_Task:_
Set down all of the data that follows, keeping every character.

Start of The data

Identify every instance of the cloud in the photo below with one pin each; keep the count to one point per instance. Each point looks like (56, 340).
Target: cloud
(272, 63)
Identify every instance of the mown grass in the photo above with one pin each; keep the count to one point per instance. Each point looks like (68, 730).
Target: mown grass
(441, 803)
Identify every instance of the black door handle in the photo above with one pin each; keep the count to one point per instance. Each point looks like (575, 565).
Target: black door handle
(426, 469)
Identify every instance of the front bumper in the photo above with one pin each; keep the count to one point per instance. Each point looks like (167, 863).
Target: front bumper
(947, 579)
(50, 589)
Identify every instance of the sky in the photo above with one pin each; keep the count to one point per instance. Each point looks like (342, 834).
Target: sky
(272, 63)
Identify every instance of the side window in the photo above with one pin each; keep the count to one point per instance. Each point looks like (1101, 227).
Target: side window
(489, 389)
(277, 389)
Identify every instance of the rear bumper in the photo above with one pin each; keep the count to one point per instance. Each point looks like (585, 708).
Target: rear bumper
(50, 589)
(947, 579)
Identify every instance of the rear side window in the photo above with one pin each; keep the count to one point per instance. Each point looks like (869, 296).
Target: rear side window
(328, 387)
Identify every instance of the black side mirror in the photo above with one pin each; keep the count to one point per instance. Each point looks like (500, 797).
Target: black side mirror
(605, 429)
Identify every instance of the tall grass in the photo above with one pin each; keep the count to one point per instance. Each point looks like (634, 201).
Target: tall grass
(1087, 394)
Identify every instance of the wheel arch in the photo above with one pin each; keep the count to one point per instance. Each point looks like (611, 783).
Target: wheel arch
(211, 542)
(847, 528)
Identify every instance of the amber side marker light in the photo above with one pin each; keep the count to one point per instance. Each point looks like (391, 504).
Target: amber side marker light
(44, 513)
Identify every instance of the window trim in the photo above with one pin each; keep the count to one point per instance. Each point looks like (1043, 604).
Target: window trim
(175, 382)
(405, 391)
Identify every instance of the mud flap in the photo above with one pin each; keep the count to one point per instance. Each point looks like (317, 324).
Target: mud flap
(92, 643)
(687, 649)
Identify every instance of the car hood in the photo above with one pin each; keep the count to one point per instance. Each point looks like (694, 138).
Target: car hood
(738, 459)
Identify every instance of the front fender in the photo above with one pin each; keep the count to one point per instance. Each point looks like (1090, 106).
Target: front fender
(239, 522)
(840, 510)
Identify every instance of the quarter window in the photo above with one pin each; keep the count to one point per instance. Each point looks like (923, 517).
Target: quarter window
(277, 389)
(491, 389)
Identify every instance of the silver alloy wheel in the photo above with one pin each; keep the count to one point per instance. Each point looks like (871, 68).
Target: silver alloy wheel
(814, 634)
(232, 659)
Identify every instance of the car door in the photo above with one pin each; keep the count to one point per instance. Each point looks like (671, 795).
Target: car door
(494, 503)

End of The data

_Exercise response:_
Identify every instance of the cloud in the photo below with one pin each; keep the count to one point per instance. Each point looks like (56, 340).
Target: cloud
(272, 63)
Identify every instance of the mown grass in the photo above with one pin each; keep the count to one point per instance. Each point looks like (68, 730).
Target: mown grass
(441, 803)
Identify every instance of the black door handle in the photo above with one pin each; keep the count to one point per instance. Each point looks like (575, 565).
Target: black door handle
(426, 469)
Identify every instance of the front bumper in the photo above with one pin each; keep the count to one point per instance. Each point looks like (167, 863).
Target: front bumper
(947, 579)
(50, 589)
Identify every instance of the sky in the photo above with one pin each; keep the count to one point per instance. Each point looks like (342, 834).
Target: sky
(272, 63)
Identify every instance of the side window in the photo above with one pin each; keep the count to one point per instance. Each point looks like (1101, 227).
Target: side window
(489, 389)
(277, 389)
Identify every instance of the rear bumper in the photo above with one pin each; keep the count to one point per instance. Each point looks like (585, 708).
Target: rear bumper
(50, 589)
(947, 579)
Identify every instance of the rear side window in the photo above with one pin each; keep the count to one point per instance. Each point looks like (869, 296).
Target: rear side window
(328, 387)
Identify every instance of the black side mirror in the photo above with one pin each; keep the count to one point per instance. Each point looks like (500, 797).
Target: black side mirror
(605, 429)
Identify every instance of the tall grass in the photo above with one pin each; keep the count to one point per instance. Each point looks like (634, 201).
Target: tall grass
(1087, 394)
Identify every instance of the wheel arch in the photo above with one pin each; keep the count to one point per instance. Each point looks like (611, 783).
Target: wheel arch
(211, 542)
(847, 528)
Identify every instance of the amber side marker light in the photo above with one pin each; keep the count to one point per instance. Each point looks like (391, 504).
Target: amber side marker light
(44, 513)
Identify every instance of the window trim in the photo above with one pin each; keep the count to one point per instance. Each point looks like (1043, 604).
Target: window trim
(175, 382)
(405, 391)
Identify every instance of the mud flap in the photo above with one pin each; keep the count to one point per instance. Each point looks like (317, 324).
Target: mud flap
(92, 643)
(687, 649)
Identify every instance of the car hood in the photo above with one pin each; keep the count to one point per instance. Each point looks like (694, 138).
Target: car hood
(738, 459)
Identify every instance of the front fender in the photo above with one pin each; keep the count to one point per instance. Each point looks like (1090, 106).
Target: front fender
(239, 522)
(840, 510)
Identify every instance of the quarter window in the photo above with one pin each; keep the count to one point per instance. Each point looks like (923, 517).
Target: quarter window
(277, 389)
(491, 389)
Identify every instance of the silver alloy wheel in the photo above with one pin each; keep the count to one point per instance. Each point looks like (871, 68).
Target: silver alloy wheel
(814, 634)
(232, 659)
Identify every instance of the car door in the photo above with one pin each; keep the count to one point per instance. Each point looks like (671, 795).
Target: car door
(494, 503)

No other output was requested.